In keeping with Justin’s theme, I believe that a critical discipline in the fight against materialism is a periodic move across a continent. Seriously. Below is a photo of the mountain of some of the stuff (I couldn’t fit it all in one shot) we plan to sell or give to charity after just one day of packing! Tonight and tomorrow I expect Mount Materialism to engulf the rest of the room. Sheesh, and I consider myself a minimalist.



There’s nothing like a move to make you see how much you have that you don’t need. If it’s not worth moving it’s not worth having.
People from other countries can tell us a lot about the materialism of our culture. I have a friend from Colombia who used to tell me that she just couldn’t understand why Americans were so interested in things. She thought the whole idea of “knick-knacks” was just absurd. I really didn’t have a good answer for it. I had to agree.
When I saw the way she lived, I was a little humbled by it, and it caused me to wonder why I would collect things that I don’t even really care about. It’s one thing to have an heirloom or two that your parents or grandparents have handed down, but why do we need to go out and buy meaningless little glass or ceramic things that we never use and forget to even look at most of the time?
Maybe I’m grouchy (it’s highly possible), but I think the whole birthday, Christmas, father’s day, mother’s day…etc., etc., thing is getting out of hand. My husband’s birthday falls one month after his sister’s. Every year, we send a check for $20.00 and a month later, we get back a check for $20.00. Where is the meaning in that?

◆ **TASKS TO PERFORM**:
1. Translate this sentence from the post on materialism into Spanish: "If it’s not worth moving it’s not worth having."
2. In the post on materialism, what amount is on the check sent each year for the husband's sister's birthday?

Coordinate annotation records

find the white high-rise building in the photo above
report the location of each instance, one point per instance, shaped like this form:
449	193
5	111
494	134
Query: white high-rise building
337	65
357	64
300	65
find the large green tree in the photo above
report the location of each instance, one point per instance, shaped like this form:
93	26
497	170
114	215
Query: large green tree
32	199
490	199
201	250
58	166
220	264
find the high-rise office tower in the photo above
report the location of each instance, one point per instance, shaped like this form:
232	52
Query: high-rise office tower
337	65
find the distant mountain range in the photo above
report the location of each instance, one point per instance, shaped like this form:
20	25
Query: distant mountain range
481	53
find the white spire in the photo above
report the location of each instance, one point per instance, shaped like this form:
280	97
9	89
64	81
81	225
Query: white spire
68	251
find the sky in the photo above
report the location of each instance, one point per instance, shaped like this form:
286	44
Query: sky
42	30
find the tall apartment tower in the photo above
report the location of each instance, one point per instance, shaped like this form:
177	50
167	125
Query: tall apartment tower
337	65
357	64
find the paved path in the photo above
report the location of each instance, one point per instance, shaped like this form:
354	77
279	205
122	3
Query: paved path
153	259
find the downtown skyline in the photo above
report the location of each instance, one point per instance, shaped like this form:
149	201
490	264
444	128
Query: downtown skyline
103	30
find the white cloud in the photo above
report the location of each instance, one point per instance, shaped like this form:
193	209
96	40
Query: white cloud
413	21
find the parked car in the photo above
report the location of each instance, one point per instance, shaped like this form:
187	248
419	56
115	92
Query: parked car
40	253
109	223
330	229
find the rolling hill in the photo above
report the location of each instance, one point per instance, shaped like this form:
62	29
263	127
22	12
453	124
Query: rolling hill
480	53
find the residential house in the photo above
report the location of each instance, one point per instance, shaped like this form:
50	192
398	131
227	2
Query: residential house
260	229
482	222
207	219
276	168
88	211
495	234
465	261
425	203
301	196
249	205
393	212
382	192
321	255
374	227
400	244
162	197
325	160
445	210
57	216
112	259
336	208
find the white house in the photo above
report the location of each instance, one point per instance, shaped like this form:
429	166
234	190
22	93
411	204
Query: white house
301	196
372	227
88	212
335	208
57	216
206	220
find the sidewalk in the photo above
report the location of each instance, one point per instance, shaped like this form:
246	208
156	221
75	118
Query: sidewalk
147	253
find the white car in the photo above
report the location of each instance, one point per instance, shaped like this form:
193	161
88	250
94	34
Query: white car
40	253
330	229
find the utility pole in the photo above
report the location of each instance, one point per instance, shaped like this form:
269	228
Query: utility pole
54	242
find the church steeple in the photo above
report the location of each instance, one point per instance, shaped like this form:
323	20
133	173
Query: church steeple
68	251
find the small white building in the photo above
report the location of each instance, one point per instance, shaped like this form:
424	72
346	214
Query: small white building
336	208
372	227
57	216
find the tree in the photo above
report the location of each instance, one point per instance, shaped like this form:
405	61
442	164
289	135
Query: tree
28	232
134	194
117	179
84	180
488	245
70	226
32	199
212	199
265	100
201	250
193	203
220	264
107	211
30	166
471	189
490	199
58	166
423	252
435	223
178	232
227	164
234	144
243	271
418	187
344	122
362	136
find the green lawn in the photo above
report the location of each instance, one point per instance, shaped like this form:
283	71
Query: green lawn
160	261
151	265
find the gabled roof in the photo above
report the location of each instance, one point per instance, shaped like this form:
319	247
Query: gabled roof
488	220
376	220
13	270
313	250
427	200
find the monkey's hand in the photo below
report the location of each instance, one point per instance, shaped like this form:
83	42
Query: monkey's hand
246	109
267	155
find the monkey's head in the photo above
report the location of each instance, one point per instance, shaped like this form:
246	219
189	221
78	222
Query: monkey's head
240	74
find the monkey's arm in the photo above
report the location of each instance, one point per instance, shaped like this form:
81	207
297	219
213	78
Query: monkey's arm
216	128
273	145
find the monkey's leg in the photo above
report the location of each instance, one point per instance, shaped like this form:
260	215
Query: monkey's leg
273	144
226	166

◆ **ANSWERS FOR THE TASKS**:
1. Si no vale la pena mudarlo, no vale la pena tenerlo.

2. $20.00